- [Excerto do documento]
-----

Na lista de "riscos inaceitáveis", a investigadora inclui também a desinformação, o armamento automático e a discriminação "estrutural e continuada", por exemplo racial, porque os sistemas de IA não foram suficientemente treinados para reconhecer pessoas negras.
"O problema não é a tecnologia, o 'martelo', é quem usa o 'martelo'", expressou, avisando que a inteligência artificial, quando mal utilizada, nomeadamente por agentes totalitários, é uma ferramenta que contribui para diminuir a democracia.
Apesar dos riscos, Virginia Dignum lembra os benefícios que a IA pode gerar, dando como exemplos o acesso equitativo à educação e saúde em países onde faltam recursos e a capacidade de análise de "quantidades enormes de dados muito diferentes uns dos outros".
"A IA foi uma das possibilidades que tivemos para desenvolver milhões de hipóteses de vacinas", destacou, numa referência à capacidade que os sistemas de inteligência artificial tiveram em "acelerar a criação de hipóteses" para vacinas contra a covid-19.
A investigadora realçou, ainda, a possibilidade de a IA "analisar grandes quantidades de informação" que permitem fazer previsões e tomar decisões sobre como "tratar os problemas climáticos".
Inteligência artificial dificilmente agirá contra os humanos
Assinalou ainda que a inteligência artificial (IA), embora se assemelhe à inteligência humana, e até a supere nalgumas tarefas, continua a ser limitada pelas técnicas de computação e dificilmente agirá como e contra os humanos.

-----

- [Extrato de dados]

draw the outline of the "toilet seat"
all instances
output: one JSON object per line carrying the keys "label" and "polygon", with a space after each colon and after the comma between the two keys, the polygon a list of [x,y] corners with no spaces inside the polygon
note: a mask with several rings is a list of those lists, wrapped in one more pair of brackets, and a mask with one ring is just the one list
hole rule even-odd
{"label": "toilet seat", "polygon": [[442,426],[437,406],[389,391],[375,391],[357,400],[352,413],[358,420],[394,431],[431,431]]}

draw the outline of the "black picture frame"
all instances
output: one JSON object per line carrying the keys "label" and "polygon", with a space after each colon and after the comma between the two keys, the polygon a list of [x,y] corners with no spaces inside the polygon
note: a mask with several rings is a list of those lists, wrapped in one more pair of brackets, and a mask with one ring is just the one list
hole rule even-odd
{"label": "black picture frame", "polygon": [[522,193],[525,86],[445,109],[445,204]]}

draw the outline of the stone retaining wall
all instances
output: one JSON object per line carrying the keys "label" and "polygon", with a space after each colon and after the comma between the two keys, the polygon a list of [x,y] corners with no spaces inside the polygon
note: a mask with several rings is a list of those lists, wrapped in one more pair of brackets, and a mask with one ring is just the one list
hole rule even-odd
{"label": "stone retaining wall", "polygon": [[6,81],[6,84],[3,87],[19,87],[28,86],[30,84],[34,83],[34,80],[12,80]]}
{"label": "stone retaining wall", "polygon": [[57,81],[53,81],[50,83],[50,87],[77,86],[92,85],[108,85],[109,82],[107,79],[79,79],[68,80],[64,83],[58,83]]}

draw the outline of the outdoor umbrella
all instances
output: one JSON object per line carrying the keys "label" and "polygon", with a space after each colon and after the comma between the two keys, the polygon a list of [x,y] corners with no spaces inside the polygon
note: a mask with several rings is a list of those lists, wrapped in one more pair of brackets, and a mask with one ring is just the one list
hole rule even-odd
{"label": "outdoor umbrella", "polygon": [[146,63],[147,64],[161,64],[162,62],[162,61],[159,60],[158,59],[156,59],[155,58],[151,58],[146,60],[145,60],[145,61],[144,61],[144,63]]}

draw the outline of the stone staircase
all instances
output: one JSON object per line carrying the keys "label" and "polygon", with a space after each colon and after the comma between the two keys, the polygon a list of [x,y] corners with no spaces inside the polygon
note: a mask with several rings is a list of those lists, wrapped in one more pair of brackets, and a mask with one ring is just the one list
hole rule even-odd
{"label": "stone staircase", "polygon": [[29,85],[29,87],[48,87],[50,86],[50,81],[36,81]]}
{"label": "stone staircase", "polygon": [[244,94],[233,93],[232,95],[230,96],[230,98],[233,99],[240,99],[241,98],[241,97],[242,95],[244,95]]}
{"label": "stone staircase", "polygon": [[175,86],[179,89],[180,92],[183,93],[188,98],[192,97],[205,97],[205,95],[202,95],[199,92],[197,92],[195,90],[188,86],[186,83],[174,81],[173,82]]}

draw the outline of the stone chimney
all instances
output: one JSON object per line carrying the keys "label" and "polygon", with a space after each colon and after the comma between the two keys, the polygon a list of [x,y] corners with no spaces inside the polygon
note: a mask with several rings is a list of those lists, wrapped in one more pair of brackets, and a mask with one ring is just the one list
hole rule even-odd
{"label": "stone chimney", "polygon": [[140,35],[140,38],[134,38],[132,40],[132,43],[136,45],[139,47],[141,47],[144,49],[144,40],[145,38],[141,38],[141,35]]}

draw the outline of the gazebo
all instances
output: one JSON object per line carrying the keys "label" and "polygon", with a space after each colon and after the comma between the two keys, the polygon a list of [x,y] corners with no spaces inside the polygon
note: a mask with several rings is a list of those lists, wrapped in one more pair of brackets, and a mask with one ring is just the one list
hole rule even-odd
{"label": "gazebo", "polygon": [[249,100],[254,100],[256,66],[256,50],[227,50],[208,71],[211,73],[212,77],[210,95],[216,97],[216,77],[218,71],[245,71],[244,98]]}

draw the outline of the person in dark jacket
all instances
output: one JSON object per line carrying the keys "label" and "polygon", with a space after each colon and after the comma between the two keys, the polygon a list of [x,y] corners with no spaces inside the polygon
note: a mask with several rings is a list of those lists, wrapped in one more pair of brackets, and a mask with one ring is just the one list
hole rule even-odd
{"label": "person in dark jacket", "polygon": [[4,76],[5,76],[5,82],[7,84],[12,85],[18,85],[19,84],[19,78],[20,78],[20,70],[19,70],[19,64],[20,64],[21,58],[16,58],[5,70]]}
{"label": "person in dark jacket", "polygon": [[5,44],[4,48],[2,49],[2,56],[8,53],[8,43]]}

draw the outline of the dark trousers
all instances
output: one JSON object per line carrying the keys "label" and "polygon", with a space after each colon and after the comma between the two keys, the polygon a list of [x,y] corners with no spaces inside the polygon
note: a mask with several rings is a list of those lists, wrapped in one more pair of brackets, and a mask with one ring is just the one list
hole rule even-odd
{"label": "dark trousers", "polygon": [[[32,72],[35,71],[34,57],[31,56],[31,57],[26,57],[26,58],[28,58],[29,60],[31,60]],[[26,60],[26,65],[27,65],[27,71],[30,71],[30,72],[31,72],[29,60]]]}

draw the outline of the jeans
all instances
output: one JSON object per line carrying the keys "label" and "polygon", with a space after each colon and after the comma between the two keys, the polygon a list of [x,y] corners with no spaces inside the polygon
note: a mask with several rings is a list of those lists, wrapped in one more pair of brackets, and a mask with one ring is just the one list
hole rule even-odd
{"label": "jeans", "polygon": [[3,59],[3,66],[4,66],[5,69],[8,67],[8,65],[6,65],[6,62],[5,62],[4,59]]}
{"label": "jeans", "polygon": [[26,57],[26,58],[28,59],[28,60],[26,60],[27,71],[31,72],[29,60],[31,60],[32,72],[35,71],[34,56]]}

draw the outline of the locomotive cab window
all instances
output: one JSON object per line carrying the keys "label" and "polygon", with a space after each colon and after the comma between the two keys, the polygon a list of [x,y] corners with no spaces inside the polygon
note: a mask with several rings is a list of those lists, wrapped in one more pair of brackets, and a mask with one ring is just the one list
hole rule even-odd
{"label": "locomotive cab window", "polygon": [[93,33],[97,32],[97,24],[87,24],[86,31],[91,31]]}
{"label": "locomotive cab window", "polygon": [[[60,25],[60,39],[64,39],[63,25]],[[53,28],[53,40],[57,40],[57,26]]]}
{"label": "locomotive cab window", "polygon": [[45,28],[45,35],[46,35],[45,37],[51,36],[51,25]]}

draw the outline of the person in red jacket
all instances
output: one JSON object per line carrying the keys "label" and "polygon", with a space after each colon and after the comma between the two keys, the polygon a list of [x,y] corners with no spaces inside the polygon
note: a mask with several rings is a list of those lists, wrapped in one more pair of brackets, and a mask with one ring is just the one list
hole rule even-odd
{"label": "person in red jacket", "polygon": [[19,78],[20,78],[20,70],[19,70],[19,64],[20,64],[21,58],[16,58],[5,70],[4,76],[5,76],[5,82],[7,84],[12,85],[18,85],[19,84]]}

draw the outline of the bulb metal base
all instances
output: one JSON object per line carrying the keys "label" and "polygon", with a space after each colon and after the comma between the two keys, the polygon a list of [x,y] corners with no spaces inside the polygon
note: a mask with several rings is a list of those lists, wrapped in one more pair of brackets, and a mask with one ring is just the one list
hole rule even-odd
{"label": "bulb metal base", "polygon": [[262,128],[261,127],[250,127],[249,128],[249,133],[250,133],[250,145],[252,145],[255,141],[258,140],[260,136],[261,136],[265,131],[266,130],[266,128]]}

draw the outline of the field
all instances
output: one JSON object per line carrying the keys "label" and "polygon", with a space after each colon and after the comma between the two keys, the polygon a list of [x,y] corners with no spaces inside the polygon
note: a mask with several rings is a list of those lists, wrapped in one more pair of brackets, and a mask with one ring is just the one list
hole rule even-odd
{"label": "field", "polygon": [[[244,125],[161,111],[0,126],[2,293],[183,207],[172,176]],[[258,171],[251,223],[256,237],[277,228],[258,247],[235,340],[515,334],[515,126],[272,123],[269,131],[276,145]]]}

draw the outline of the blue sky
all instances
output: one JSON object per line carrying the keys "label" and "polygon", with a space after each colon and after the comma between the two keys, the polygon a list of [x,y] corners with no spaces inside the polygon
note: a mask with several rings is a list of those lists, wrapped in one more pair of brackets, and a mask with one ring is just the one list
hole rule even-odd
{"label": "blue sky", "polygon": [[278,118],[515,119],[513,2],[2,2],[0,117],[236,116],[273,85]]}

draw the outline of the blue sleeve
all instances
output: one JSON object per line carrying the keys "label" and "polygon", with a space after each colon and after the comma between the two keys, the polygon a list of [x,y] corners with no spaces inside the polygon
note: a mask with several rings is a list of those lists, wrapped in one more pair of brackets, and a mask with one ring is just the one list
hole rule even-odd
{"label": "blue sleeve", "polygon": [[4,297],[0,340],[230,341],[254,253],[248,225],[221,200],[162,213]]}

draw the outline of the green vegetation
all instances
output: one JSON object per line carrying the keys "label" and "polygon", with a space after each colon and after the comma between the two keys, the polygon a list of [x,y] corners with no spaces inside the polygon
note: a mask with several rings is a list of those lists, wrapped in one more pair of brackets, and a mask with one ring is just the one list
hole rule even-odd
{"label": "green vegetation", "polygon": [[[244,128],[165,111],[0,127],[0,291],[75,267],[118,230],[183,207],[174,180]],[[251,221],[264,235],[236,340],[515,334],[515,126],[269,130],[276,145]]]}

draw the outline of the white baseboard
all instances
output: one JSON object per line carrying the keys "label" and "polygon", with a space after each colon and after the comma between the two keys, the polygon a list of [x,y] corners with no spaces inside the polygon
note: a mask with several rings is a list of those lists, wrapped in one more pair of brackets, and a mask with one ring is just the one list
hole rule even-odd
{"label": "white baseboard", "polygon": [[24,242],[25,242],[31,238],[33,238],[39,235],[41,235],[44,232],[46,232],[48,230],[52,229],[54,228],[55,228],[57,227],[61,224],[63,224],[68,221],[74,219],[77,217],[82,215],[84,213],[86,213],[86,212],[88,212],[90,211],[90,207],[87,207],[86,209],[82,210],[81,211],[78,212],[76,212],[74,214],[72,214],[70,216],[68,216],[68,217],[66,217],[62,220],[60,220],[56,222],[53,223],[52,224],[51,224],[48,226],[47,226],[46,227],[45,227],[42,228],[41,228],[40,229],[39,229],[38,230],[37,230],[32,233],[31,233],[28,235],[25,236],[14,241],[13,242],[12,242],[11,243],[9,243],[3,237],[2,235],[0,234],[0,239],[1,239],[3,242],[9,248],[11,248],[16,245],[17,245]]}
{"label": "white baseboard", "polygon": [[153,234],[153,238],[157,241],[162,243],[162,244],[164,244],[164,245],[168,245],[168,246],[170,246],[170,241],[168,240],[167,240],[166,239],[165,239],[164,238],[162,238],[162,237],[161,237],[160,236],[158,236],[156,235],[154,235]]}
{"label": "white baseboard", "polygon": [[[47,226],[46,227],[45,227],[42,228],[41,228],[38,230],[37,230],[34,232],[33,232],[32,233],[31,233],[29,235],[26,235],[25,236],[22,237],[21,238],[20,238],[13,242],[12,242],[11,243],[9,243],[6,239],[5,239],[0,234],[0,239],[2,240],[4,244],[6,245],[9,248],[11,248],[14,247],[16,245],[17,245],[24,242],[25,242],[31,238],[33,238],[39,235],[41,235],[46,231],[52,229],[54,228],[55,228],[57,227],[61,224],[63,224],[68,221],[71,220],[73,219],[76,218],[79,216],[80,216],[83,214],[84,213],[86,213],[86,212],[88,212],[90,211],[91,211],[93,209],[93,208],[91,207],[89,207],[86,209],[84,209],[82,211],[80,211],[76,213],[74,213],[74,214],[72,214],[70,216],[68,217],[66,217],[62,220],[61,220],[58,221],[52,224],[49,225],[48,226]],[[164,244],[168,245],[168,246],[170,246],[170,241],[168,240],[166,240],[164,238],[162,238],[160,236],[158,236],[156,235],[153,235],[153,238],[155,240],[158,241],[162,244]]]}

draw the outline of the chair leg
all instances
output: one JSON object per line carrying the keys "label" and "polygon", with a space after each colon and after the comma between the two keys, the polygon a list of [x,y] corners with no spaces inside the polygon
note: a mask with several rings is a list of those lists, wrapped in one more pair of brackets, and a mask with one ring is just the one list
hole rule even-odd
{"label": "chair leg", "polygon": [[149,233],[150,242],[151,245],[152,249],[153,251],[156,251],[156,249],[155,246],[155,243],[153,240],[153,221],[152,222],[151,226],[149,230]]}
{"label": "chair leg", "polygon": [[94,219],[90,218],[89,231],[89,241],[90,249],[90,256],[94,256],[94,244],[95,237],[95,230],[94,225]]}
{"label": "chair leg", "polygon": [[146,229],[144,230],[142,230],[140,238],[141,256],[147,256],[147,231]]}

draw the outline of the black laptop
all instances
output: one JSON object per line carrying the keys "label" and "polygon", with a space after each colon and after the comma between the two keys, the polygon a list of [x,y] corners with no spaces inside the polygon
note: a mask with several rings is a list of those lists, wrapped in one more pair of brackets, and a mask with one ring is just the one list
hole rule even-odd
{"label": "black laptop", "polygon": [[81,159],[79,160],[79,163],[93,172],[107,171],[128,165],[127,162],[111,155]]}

-----

- [Exercícios]
**1.** No excerto sobre inteligência artificial, que benefícios da IA são apontados para os países onde faltam recursos?
**2.** Duplique o trecho do excerto sobre inteligência artificial, começando em "A investigadora realçou, ainda, a" e seguindo até "contra os humanos.".
**3.** Complete a parte seguinte do excerto sobre inteligência artificial, partindo da sua última frase.

- [Resultados]
**1.** O acesso equitativo à educação e à saúde.

**2.**
A investigadora realçou, ainda, a possibilidade de a IA "analisar grandes quantidades de informação" que permitem fazer previsões e tomar decisões sobre como "tratar os problemas climáticos".
Inteligência artificial dificilmente agirá contra os humanos
Assinalou ainda que a inteligência artificial (IA), embora se assemelhe à inteligência humana, e até a supere nalgumas tarefas, continua a ser limitada pelas técnicas de computação e dificilmente agirá como e contra os humanos.

**3.**
"A IA parece-se bastante connosco, tem a capacidade de classificar coisas, identificar, de prever com base em dados do passado", mas "no fim de contas", resume-se a "fórmulas matemáticas que não têm capacidade de desenvolver ambições, intenções ou consciência", disse a docente portuguesa, que leciona IA Responsável na Universidade de Umeå, na Suécia.
"Nós é que temos a capacidade de atribuir consciência e intenções a objetos e sistemas inatos", sublinhou.
Virginia Dignum integra o órgão consultivo das Nações Unidas para a IA recentemente criado por indicação do secretário-geral, António Guterres.
Até ao verão do próximo ano, este órgão deverá apresentar uma proposta de "figurino" de uma agência da ONU para a inteligência artificial, para ser apreciada pelos Estados-membros, mas, antes disso, até dezembro, deverá produzir um relatório com o levantamento de riscos, problemas, benefícios e oportunidades da IA e com recomendações.
Segundo Virginia Dignum, há limites para o que pode ser feito com as técnicas de computação atuais. A consciência é um deles.
"O ChatGPT [programa de IA que permite simular uma conversação na internet com humanos] é capaz de falar e explicar tudo e mais alguma coisa sobre gatos, mas não sabe o que é um gato, nunca sentiu um gato, nunca viu um gato, nunca interagiu com um gato. A única coisa que sabe são textos que foram escritos e imagens que foram feitas sobre gatos", exemplificou.
Virginia Dignum sublinhou que os programas de inteligência artificial continuam a ser isso mesmo, "programas, algoritmos, receitas".
"Receitas complexas, receitas para fazer receitas, programas que produzem programas", descreveu, admitindo que, apesar dessa programação, podem surgir "comportamentos inesperados prejudiciais".
"Mas não quer dizer que o sistema está fora de controlo, podemos pará-lo", acautelou.
Para a investigadora, apesar de a IA superar a capacidade da inteligência humana na resolução de problemas, como o cálculo de uma raiz quadrada, está longe do que os humanos podem fazer.
"A inteligência humana não é só a capacidade de resolver problemas", sentenciou, listando nas "capacidades multivariadas" da inteligência humana "as emoções, a inteligência musical, espacial, social".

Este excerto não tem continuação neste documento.